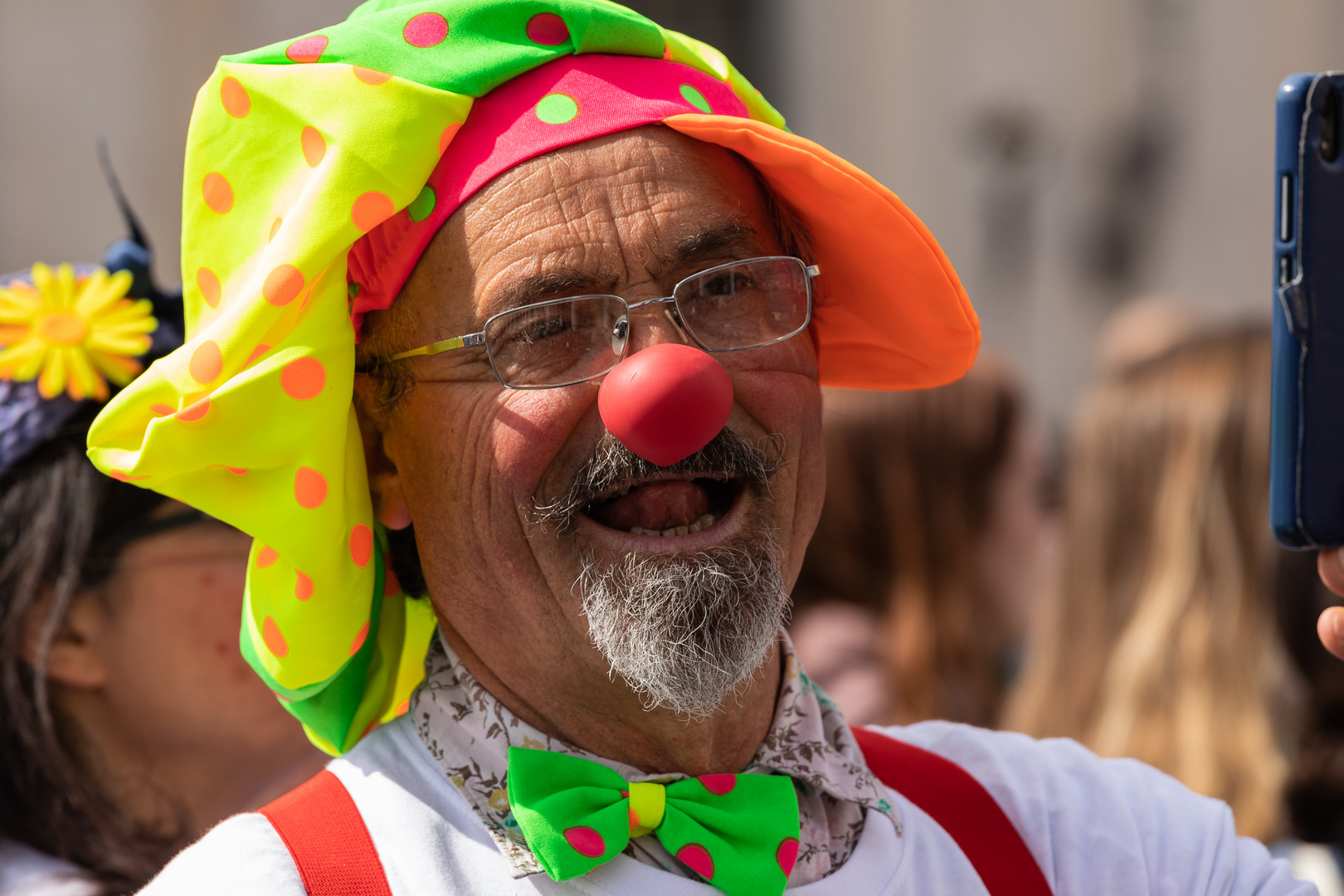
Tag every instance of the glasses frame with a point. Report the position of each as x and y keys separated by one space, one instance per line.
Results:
x=479 y=338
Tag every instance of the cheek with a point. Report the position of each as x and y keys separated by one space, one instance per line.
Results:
x=481 y=451
x=177 y=635
x=531 y=427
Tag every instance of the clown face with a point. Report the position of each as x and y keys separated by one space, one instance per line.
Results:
x=553 y=553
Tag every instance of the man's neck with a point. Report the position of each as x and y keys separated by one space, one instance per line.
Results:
x=606 y=718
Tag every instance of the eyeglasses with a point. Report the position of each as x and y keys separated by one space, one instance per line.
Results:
x=728 y=308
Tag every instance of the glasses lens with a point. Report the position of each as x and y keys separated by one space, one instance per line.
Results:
x=557 y=343
x=747 y=304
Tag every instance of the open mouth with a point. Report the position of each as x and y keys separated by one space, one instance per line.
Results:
x=667 y=507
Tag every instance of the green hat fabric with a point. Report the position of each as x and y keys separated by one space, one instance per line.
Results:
x=295 y=152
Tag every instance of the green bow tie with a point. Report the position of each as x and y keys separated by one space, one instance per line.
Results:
x=738 y=832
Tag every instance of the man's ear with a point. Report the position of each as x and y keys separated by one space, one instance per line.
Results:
x=385 y=483
x=74 y=659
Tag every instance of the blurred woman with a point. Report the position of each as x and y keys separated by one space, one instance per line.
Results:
x=129 y=723
x=1159 y=638
x=916 y=589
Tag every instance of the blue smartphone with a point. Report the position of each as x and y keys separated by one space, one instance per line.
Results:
x=1307 y=429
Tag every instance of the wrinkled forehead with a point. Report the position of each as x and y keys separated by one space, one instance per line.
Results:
x=641 y=191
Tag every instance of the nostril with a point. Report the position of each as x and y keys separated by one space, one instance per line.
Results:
x=667 y=402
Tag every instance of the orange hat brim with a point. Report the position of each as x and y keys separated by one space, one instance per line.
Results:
x=891 y=312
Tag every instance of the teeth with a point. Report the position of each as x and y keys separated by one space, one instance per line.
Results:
x=699 y=525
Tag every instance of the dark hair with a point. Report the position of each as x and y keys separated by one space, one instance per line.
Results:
x=61 y=528
x=910 y=485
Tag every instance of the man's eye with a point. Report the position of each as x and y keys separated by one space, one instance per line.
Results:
x=535 y=331
x=728 y=284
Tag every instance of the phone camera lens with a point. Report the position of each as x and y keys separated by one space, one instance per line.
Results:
x=1331 y=127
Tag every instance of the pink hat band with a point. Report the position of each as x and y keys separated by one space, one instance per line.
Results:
x=562 y=102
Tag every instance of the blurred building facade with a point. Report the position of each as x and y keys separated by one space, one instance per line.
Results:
x=1068 y=155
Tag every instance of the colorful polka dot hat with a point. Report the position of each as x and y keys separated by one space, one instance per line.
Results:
x=318 y=171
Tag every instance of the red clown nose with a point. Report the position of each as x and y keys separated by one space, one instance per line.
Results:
x=667 y=402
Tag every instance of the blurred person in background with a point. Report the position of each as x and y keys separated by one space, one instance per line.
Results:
x=917 y=586
x=1159 y=640
x=129 y=723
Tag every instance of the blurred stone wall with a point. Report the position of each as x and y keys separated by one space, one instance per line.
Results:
x=1068 y=155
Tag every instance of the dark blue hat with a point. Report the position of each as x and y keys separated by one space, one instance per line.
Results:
x=27 y=419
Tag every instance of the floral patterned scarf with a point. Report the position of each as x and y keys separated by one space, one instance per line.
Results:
x=470 y=733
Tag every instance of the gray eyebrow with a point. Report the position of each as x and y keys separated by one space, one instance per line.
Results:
x=734 y=238
x=550 y=284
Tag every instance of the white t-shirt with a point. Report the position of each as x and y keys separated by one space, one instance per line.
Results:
x=1096 y=826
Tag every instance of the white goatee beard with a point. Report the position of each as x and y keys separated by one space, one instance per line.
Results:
x=686 y=631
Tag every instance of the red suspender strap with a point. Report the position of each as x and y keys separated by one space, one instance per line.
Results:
x=327 y=837
x=962 y=807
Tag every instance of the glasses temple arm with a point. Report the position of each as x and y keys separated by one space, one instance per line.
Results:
x=444 y=345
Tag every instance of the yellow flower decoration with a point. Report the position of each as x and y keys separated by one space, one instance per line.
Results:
x=71 y=331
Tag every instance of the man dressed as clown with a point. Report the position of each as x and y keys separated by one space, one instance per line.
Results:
x=507 y=328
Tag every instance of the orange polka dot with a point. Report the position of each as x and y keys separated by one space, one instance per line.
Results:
x=309 y=488
x=273 y=638
x=371 y=210
x=314 y=145
x=234 y=97
x=360 y=544
x=283 y=285
x=371 y=77
x=359 y=638
x=307 y=49
x=446 y=137
x=194 y=411
x=206 y=363
x=217 y=192
x=303 y=379
x=208 y=286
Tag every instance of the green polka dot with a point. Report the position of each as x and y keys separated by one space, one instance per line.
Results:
x=422 y=204
x=557 y=109
x=695 y=99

════════════════════

Switch every "Results" in the material to "Points" and write out all the lines again, otherwise unchanged. Leave out the pictures.

Tag every instance of the glasses frame with a point. Report the position of each as x and y keys separated by one space, one instance per line.
Points:
x=479 y=338
Tag every instance of the cheek with a point. Report the position of each as x and y keys separated by one space, one instance per line.
Points:
x=481 y=451
x=177 y=635
x=531 y=427
Tag every instance of the clown face with a point. Report the position of each as x and y keys separated by one space, one instance per line.
Points:
x=553 y=553
Tag every instance of the man's neck with a point. Report the position of each as x and y keys separated by one space, one instance per line.
Points:
x=606 y=718
Tag every instance of the eyeglasses with a point. Report the position of each as x and y keys separated by one space, one instance per line.
Points:
x=728 y=308
Tag every instance of the glasses lens with a point. Report the position of each as x and y keys separated by one space, one instance per line.
Points:
x=557 y=343
x=747 y=304
Tag every instance of the open mouth with a point. Report the position of each as x and y keys separated by one space, one instance per line.
Points:
x=667 y=507
Tag every instance of the green hat fabric with a point. Report the position of each as x and y keys separated by one space, one instance per line.
Points:
x=295 y=152
Tag every instance of the green bow tie with a point. Report the position of each as x and y keys separated by one space, one instance per line.
Points:
x=738 y=832
Tag every instance of the man's ear with a point. Report the position of each as x and y keys separated by one space, one instance per line.
Points:
x=385 y=483
x=74 y=659
Tag every instance of the blurred woman with a point. Report the position of each as x and y keys separated by one space, one instance per line.
Points:
x=129 y=723
x=1159 y=638
x=916 y=589
Tag every instance of the blue smartphone with a point. Report the position of each as x and y keys separated by one space, one instance per line.
Points:
x=1307 y=429
Tag every instance of the wrinkled forehead with a point. Report the position of each as x and y keys separated by one space, one instance per line.
Points:
x=641 y=191
Tag every instance of the nostril with a point. Report the position of each as x and y keys separated by one space, one instance per line.
Points:
x=667 y=402
Tag every instance of the orange hat brim with a point. Report the position of each as x and y keys separated by one space, one instance per line.
Points:
x=891 y=312
Tag every instance of the teeth with a point. Report the position of each as x and y keys separated by one space, one instance per line.
Points:
x=699 y=525
Tag every instance of the dark hair with a point. Report the position of each as x and y keys separated by one space, one instance per line.
Points:
x=61 y=528
x=910 y=485
Tag every instance of the man's eye with a point. Report the position of each as x and y keys separated by one space, one instance per line.
Points:
x=535 y=331
x=728 y=284
Tag every instance of the phone camera lens with a point. Report the position of each as x and y keys separated by one space, one instance per line.
Points:
x=1331 y=127
Tag every instance of the pink hat band with a point. Report the position of each as x and y keys separated by one space, one instance per line.
Points:
x=562 y=102
Tag every instance of the blurred building facade with a point. Report the position of each as x and y keys separated by one space, one instance per line.
Points:
x=1068 y=155
Tag every instance of the colorful polka dot hat with a point. Report the position of each as x and y keys separated by one space, one instance per line.
Points:
x=318 y=171
Tag every instance of the red clown nose with a point. Report the position of each as x and y keys separated by one space, one instance per line.
Points:
x=667 y=402
Tag every instance of the blurred person in background with a point. Report the position of each as x and y keys separated by one space, one instance per line.
Points:
x=917 y=586
x=1159 y=640
x=129 y=723
Tag every instance of the blurred stone wall with a point. Report the position of each as x and y keys separated by one space, one instance per line.
Points:
x=1068 y=155
Tag every instance of the dark blue hat with a point. Report the position of each as x and y keys separated by one space, one instance per line.
Points:
x=27 y=419
Tag every instance of the floral patterned scarf with a point. Report the position of each as x and y keys separated by one space, one instance per line.
Points:
x=470 y=733
Tag every instance of the gray eyebrow with a point. Report the position of each as x and y keys separated by one space, one instance per line.
Points:
x=734 y=238
x=550 y=284
Tag every instance of the white t-shirt with a point. Report the position of each as x and y keys separated by one space, one instance per line.
Points:
x=1096 y=826
Tag every instance of the white goatee beard with a point. Report the position of each as x and y keys separated by one space, one instance per line.
Points:
x=686 y=631
Tag every instance of the red suspender strap with a point. Report the position of each as x and y keys separated by one space, one instance per line.
Points:
x=327 y=837
x=962 y=807
Tag every instance of the glasses temple arm with a point. Report the position of each as x and y keys separated by one space, one instance per line.
Points:
x=444 y=345
Tag every instance of the yellow flower decoration with a point. Report the position of each as x and y keys separated by one space, one instance per line.
Points:
x=71 y=331
Tag every instance of the man dressed as clown with a point. Report the position of each as x and y keys separated by one space, one instance per line.
Points:
x=507 y=328
Tag every instance of the orange polka dot with a point. Report the position of each as x and y keys separated by one space, one instance per line.
Points:
x=309 y=488
x=273 y=638
x=371 y=210
x=314 y=145
x=234 y=97
x=360 y=544
x=283 y=285
x=371 y=77
x=359 y=638
x=307 y=49
x=446 y=137
x=194 y=411
x=206 y=363
x=217 y=192
x=303 y=379
x=208 y=286
Tag every instance of the green polka dot with a point. Report the position of each as x and y keys separated by one space, one instance per line.
Points:
x=422 y=204
x=557 y=109
x=695 y=99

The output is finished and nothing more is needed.